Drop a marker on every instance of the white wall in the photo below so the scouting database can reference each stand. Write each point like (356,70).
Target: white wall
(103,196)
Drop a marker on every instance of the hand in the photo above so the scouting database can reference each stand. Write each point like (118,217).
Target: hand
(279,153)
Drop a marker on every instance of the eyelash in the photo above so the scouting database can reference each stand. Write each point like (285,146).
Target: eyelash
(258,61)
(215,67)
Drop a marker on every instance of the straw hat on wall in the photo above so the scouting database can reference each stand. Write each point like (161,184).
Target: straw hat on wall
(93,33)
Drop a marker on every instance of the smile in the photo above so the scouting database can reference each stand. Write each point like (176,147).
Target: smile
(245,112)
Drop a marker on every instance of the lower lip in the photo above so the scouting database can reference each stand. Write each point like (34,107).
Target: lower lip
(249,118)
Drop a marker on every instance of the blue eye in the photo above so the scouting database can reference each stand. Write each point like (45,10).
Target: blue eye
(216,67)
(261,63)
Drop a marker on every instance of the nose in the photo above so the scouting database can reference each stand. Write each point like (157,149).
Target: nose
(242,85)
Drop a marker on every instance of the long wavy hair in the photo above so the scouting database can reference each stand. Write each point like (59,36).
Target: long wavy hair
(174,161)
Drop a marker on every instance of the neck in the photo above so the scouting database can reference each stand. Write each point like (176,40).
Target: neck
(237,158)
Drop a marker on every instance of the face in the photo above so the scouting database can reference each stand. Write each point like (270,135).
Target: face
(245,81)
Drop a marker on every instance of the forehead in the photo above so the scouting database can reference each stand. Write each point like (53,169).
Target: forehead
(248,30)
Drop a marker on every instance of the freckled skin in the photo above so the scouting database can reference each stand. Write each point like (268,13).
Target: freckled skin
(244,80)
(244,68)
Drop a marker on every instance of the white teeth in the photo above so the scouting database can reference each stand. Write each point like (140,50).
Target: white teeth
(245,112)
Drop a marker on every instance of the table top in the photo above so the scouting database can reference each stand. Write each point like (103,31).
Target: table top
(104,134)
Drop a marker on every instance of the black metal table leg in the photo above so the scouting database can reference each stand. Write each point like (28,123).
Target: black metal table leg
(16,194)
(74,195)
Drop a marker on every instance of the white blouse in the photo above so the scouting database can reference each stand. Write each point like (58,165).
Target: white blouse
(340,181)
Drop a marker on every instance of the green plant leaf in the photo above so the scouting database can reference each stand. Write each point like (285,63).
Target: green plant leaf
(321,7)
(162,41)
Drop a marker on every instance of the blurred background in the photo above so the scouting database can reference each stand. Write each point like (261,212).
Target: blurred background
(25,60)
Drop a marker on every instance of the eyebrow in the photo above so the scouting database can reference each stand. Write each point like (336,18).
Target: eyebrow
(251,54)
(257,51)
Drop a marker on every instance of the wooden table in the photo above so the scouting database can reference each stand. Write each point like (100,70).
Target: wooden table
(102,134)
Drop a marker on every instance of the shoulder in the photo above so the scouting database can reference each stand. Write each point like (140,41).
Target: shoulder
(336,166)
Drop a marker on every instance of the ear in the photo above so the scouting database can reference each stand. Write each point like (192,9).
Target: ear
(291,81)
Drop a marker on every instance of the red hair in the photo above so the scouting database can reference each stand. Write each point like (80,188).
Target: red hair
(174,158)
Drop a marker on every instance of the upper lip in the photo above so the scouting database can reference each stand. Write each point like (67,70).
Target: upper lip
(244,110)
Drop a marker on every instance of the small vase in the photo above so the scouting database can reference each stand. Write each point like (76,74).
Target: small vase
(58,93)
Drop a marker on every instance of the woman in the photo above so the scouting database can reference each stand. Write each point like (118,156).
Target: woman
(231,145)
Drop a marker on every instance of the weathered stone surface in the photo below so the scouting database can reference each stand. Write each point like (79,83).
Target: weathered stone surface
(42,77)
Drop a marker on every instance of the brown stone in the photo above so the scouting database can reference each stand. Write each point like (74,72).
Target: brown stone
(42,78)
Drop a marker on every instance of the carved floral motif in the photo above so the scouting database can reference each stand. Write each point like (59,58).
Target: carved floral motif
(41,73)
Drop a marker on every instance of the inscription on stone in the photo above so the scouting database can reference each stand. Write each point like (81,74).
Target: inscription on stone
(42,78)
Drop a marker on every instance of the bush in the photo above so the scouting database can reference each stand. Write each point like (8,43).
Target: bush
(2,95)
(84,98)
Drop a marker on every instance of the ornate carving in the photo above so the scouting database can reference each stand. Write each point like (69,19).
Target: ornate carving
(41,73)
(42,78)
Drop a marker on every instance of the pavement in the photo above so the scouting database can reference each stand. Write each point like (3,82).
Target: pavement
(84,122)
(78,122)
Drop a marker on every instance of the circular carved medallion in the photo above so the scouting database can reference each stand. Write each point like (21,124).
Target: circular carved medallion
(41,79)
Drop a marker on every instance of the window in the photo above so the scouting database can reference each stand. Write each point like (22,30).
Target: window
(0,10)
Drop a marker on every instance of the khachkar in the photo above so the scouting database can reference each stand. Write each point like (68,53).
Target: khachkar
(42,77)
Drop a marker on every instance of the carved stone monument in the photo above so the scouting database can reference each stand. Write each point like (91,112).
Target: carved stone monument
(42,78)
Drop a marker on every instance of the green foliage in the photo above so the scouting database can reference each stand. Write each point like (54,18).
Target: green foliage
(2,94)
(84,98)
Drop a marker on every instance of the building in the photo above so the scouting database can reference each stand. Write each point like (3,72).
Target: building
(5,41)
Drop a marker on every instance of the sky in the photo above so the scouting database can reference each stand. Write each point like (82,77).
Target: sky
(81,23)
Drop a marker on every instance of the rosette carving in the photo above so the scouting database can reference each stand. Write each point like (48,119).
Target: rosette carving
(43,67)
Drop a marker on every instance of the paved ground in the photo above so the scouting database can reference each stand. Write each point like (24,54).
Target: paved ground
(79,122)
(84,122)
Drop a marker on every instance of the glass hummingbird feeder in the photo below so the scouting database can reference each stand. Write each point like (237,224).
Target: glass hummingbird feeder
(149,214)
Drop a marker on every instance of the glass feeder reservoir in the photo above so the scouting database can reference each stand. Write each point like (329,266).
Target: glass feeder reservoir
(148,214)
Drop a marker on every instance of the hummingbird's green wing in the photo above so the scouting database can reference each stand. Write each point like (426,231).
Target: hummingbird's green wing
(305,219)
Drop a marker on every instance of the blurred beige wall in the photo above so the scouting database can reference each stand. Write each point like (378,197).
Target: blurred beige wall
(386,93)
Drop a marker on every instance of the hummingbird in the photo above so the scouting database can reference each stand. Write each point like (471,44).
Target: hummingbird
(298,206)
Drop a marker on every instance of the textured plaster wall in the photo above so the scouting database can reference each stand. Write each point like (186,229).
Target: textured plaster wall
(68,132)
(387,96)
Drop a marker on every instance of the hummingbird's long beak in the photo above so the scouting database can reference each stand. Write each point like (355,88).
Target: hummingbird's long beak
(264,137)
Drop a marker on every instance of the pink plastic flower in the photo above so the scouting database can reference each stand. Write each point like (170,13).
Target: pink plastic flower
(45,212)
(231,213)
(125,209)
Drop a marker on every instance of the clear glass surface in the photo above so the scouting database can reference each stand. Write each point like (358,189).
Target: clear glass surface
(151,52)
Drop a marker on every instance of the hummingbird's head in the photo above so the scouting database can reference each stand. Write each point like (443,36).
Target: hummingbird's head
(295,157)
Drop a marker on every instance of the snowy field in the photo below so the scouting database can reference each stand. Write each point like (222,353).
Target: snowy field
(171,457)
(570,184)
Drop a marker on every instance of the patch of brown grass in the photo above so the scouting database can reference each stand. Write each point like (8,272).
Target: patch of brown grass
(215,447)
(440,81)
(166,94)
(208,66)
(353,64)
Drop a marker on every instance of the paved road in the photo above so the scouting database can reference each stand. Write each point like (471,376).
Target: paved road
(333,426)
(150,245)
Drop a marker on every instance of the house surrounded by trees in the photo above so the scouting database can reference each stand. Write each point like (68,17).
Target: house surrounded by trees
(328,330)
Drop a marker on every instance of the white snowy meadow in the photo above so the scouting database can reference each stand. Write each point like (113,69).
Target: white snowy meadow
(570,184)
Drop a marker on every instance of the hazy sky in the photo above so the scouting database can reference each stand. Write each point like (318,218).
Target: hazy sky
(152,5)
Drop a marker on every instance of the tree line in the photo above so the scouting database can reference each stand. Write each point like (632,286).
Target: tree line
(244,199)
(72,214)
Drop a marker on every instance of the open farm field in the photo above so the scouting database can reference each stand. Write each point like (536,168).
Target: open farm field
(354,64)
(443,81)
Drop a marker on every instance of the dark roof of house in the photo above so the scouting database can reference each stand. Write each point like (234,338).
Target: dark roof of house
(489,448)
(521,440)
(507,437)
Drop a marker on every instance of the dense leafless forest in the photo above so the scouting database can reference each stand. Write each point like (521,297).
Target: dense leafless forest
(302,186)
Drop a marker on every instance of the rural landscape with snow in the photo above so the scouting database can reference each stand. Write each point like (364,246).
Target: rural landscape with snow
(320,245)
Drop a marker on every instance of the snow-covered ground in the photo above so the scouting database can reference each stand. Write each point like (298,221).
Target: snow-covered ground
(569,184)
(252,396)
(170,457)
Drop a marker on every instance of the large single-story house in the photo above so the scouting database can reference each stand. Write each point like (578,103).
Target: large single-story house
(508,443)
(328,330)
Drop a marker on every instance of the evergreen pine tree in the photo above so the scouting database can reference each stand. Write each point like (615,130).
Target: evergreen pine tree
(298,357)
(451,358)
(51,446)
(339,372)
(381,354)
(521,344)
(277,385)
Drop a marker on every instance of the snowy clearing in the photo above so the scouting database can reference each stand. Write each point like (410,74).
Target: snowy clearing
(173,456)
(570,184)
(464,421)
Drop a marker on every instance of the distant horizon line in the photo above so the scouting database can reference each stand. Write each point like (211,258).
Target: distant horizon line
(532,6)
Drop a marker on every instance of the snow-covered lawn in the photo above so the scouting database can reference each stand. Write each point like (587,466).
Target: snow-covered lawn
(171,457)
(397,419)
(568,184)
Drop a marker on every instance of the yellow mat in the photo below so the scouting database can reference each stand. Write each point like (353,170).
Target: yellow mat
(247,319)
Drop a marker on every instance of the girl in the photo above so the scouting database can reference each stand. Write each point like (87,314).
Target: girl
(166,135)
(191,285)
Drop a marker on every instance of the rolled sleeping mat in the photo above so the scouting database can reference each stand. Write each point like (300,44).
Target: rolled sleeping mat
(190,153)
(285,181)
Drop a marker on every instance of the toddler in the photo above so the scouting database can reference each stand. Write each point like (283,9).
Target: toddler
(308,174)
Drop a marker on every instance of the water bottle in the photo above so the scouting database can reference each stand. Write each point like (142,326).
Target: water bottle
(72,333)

○ ○ ○ ○

Job: Repeat only the stretch of lines that begins at the line containing "Drop a marker on every instance of the snow-covered lawn" and ends at the last line above, both included.

Response:
Drop a marker on every instance of the snow-covered lawn in the photo above so the scouting database can reference each stand. Write each point like (587,466).
Target: snow-covered lawn
(171,457)
(397,419)
(568,184)
Drop a marker on every instance of the yellow mat in the photo below so the scouting database can reference each stand. Write each point like (353,170).
Target: yellow mat
(247,319)
Drop a marker on every instance of the girl in the photo above so the scouting database can reference each stand. Write each point like (87,314).
Target: girl
(166,135)
(191,285)
Drop a marker on every instance of the rolled sleeping mat in the photo above so the scouting database can reference each stand. Write each point like (300,44).
Target: rolled sleeping mat
(190,153)
(285,181)
Drop a marker on every instance of the toddler in the photo above so the scouting database can reference each stand. Write each point like (283,9).
Target: toddler
(308,174)
Drop a marker on every instance of the water bottle in the photo above so the scouting database can reference each stand. Write each point like (142,326).
Target: water bottle
(72,333)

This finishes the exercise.